*** READING PASSAGE ***

Common Issues with a Satin Pothos

It can be frustrating when you pour your love and care into the satin pothos, but it doesn’t love you back.

Let’s talk about the pests and problems that can put a damper on your pothos growing experience, including how to overcome these issues. 

Common Pests

Pests are actually anything but common for the satin pothos. Well, except for one: spider mites.

Known for its silken webs on the underside of plant leaves, the spider mite is part of a large family that has more than 1,000 species.

Some species can hatch in three days. By day five, the mite is considered sexually mature and can begin reproducing.

Spider mites have a lifespan of about a month but can lay 20 eggs per day in that month, so infestations spread fast.

Dry, hot conditions can attract spider mites, which explains why these insects choose the satin pothos as their host. 

To treat your spider mite problem without harsh chemicals, combine 30 ounces of water and a cup of isopropyl alcohol. Transfer the mix to a spray bottle and mist your satin pothos anywhere you see spider mites. 

A combination of water and dish detergent on a cotton swab also usually does the trick! 

Other Problems

What if your issue with the satin pothos isn’t pests? More than likely, one of these troublesome matters is going on. 

  • Leaf browning: Besides the abovementioned underwatering issue, your satin pothos leaves could become brown due to root rot. The color might be darker as well, even blackish. I recommend removing your satin pothos from its pot and checking for decaying roots. Cut off the dead roots, repot your plant in drier soil, and monitor closely in the days to come.
  • Long stems but few new leaves: If your satin pothos is all stems but no leaves and if those stems are particularly thin, then your plant has gotten leggy. This is a clear sign the satin pothos needs more sunlight, as the stems are stretching towards whatever sun they can get.

Satin Pothos Common Questions

If you still have further questions about growing the satin pothos, allow this FAQs section to be your guide. 

Why Are the Leaves of My Satin Pothos Curling?

You can barely see the beautiful silver flecks across the leaves of your satin pothos because all the leaves have turned inward. Why is this happening and what can you do about it?

Leaf curling is a houseplant’s defense mechanism that kicks in when the plant receives too much light. The leaves are protecting themselves from burning to a crisp, or they’re trying to, anyway. 

If the leaves of your satin pothos are curling on only one side, then that side of your plant might be receiving too much sunlight. Turn the plant so the other side can get some sun. The curled leaves should soon open.

When all the leaves on your satin pothos have curled, you should consider moving it to a part of the room that’s less sunny. 

Satin Pothos vs. Exotica – What’s the Difference?

As I said earlier in this guide, the satin pothos is one of many pothos varieties. Another one is known as the Scindapsus pictus Exotica or the Exotica pothos.

The satin pothos and Exotica share some traits that can make you easily confuse one for another. Their variegations are very similar, for instance.

*** End of READING PASSAGE ***
*** DATASET RECORDS ***

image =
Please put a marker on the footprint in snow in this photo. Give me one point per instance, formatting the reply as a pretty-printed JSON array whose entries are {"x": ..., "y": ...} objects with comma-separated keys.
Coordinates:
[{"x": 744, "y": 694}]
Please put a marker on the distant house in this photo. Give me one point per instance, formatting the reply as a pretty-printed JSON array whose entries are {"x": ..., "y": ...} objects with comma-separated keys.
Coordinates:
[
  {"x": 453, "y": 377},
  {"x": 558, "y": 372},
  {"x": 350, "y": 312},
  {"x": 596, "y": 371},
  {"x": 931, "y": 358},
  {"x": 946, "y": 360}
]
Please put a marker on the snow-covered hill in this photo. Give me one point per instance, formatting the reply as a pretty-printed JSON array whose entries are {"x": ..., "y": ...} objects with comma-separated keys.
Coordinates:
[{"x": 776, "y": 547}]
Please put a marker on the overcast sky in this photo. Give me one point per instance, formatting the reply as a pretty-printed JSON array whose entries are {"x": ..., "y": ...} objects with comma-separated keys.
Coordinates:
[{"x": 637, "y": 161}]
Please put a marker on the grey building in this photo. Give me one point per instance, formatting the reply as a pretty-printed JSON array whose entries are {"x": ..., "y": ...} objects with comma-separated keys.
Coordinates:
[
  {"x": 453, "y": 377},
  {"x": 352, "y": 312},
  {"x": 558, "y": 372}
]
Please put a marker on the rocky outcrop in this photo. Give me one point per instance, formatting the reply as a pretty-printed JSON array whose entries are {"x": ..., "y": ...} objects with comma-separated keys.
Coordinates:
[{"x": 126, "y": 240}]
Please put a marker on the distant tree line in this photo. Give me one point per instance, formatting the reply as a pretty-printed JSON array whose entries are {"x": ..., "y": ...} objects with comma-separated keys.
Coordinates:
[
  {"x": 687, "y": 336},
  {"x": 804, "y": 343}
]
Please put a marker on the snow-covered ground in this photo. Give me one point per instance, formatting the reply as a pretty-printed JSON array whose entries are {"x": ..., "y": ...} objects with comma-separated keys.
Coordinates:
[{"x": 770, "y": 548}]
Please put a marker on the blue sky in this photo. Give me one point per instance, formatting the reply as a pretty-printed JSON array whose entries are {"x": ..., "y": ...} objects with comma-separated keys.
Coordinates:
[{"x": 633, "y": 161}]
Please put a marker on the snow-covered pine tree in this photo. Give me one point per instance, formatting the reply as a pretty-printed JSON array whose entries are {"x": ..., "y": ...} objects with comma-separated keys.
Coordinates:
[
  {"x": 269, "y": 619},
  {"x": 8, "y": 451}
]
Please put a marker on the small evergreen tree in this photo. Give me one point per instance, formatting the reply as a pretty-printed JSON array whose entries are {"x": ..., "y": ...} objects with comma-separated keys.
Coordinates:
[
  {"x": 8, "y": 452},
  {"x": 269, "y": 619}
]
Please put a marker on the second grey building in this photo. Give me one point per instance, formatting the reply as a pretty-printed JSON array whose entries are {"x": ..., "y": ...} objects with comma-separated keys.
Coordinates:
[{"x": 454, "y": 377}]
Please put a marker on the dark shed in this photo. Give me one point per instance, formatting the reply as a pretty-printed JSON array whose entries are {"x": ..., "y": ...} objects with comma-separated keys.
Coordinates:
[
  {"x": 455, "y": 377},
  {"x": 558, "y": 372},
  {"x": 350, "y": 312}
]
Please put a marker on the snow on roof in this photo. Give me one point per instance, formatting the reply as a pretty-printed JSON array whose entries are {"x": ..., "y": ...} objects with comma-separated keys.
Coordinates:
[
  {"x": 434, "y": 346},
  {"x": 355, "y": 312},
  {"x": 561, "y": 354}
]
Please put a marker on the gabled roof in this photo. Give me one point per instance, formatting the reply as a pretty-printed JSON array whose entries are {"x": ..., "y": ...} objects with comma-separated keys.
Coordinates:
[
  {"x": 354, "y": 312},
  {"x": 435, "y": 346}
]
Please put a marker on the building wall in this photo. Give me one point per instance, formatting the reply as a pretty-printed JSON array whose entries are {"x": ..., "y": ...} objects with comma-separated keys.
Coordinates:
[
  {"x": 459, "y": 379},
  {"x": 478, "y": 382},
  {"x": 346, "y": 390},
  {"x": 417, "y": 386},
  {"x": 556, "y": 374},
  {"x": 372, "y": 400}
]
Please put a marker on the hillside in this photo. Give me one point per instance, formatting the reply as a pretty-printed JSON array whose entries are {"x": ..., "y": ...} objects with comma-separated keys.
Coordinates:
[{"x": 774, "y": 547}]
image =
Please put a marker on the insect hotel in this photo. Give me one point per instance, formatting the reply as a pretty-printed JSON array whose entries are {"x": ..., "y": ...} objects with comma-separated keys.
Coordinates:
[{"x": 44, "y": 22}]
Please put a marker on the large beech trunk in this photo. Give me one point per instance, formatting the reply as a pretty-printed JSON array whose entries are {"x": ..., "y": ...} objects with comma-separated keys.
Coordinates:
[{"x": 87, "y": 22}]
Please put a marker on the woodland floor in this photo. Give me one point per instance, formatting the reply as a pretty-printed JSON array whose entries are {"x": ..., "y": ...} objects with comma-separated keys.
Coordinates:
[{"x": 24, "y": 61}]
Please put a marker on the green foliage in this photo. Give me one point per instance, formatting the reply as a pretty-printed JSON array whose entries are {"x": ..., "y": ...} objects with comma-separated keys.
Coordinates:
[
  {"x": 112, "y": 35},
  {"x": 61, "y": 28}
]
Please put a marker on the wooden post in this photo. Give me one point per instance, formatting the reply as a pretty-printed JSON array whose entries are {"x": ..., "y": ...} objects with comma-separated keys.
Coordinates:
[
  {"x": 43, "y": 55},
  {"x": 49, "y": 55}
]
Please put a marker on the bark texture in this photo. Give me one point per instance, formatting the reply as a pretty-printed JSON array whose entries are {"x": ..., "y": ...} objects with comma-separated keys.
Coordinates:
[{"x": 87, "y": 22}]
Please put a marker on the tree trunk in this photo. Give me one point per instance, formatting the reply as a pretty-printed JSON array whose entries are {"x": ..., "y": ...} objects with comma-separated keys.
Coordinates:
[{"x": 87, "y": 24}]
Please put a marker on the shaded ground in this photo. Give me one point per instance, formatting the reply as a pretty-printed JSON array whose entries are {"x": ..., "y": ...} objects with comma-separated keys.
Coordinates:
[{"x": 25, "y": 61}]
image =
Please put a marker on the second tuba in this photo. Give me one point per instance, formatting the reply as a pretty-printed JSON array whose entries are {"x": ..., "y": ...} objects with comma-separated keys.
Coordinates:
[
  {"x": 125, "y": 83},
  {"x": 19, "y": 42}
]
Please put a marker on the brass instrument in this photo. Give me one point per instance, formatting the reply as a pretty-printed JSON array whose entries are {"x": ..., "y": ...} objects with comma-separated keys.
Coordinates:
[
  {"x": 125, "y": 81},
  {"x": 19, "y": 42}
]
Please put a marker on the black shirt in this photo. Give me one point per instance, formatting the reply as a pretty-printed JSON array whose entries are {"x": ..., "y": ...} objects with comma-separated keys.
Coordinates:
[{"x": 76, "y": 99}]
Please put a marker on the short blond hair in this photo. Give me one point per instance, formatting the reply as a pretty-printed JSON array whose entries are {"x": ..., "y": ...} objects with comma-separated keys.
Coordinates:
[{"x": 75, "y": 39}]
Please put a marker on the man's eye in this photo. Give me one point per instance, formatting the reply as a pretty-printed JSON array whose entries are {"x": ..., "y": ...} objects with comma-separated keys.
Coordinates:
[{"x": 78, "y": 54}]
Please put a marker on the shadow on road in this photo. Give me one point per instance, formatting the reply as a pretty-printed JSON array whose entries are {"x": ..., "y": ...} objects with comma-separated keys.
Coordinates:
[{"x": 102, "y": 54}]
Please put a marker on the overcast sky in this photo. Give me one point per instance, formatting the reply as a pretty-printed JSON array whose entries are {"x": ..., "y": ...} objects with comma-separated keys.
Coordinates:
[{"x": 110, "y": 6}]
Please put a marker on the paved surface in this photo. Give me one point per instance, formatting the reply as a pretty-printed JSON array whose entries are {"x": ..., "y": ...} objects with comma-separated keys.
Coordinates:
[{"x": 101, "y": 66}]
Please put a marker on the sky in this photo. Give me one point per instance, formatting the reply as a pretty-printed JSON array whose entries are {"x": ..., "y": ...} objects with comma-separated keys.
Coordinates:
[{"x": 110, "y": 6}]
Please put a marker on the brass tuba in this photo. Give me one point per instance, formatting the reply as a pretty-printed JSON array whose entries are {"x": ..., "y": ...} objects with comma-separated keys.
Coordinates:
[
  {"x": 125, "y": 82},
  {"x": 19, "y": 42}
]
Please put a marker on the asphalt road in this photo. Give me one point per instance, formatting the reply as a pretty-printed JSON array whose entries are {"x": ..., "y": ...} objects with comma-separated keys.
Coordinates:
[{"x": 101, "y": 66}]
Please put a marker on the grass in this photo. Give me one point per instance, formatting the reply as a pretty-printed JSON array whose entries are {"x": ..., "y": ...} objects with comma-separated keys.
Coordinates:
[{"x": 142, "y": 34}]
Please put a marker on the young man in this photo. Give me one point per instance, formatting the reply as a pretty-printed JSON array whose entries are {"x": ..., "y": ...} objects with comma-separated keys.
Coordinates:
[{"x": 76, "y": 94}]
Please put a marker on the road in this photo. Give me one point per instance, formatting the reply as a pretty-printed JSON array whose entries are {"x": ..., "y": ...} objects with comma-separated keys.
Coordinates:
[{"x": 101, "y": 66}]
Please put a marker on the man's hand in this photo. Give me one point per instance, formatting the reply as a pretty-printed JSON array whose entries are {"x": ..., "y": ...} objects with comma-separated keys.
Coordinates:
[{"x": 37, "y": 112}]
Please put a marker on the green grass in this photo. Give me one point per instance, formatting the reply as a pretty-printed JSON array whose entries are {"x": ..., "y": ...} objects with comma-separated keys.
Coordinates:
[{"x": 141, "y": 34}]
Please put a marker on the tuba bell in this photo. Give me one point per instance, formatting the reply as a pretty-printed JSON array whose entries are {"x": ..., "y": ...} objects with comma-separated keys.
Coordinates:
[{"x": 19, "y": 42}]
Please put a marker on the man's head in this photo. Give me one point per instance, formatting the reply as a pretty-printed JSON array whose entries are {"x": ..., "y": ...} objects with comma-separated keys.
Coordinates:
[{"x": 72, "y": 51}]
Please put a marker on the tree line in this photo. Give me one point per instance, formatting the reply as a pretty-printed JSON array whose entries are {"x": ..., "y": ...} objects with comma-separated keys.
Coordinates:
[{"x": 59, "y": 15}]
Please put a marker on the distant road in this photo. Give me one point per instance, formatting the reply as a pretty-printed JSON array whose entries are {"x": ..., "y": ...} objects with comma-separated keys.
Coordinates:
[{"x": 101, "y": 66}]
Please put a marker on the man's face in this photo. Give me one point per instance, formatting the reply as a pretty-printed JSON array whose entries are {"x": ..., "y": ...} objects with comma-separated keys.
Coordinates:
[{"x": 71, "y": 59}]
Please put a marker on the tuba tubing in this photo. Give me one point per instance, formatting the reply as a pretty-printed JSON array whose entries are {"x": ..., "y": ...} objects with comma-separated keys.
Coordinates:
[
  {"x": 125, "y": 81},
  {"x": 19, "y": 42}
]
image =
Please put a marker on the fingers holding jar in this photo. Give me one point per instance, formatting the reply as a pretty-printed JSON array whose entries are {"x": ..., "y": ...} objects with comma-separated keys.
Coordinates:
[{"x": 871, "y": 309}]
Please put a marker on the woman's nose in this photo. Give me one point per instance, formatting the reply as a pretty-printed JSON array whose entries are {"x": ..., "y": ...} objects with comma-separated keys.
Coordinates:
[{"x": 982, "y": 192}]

*** End of DATASET RECORDS ***

WHAT THE TASK REQUIRES>
Return the part of the satin pothos text starting with "Let’s talk about" and going on through "infestations spread fast.", copied word for word.

RESPONSE>
Let’s talk about the pests and problems that can put a damper on your pothos growing experience, including how to overcome these issues. 

Common Pests

Pests are actually anything but common for the satin pothos. Well, except for one: spider mites.

Known for its silken webs on the underside of plant leaves, the spider mite is part of a large family that has more than 1,000 species.

Some species can hatch in three days. By day five, the mite is considered sexually mature and can begin reproducing.

Spider mites have a lifespan of about a month but can lay 20 eggs per day in that month, so infestations spread fast.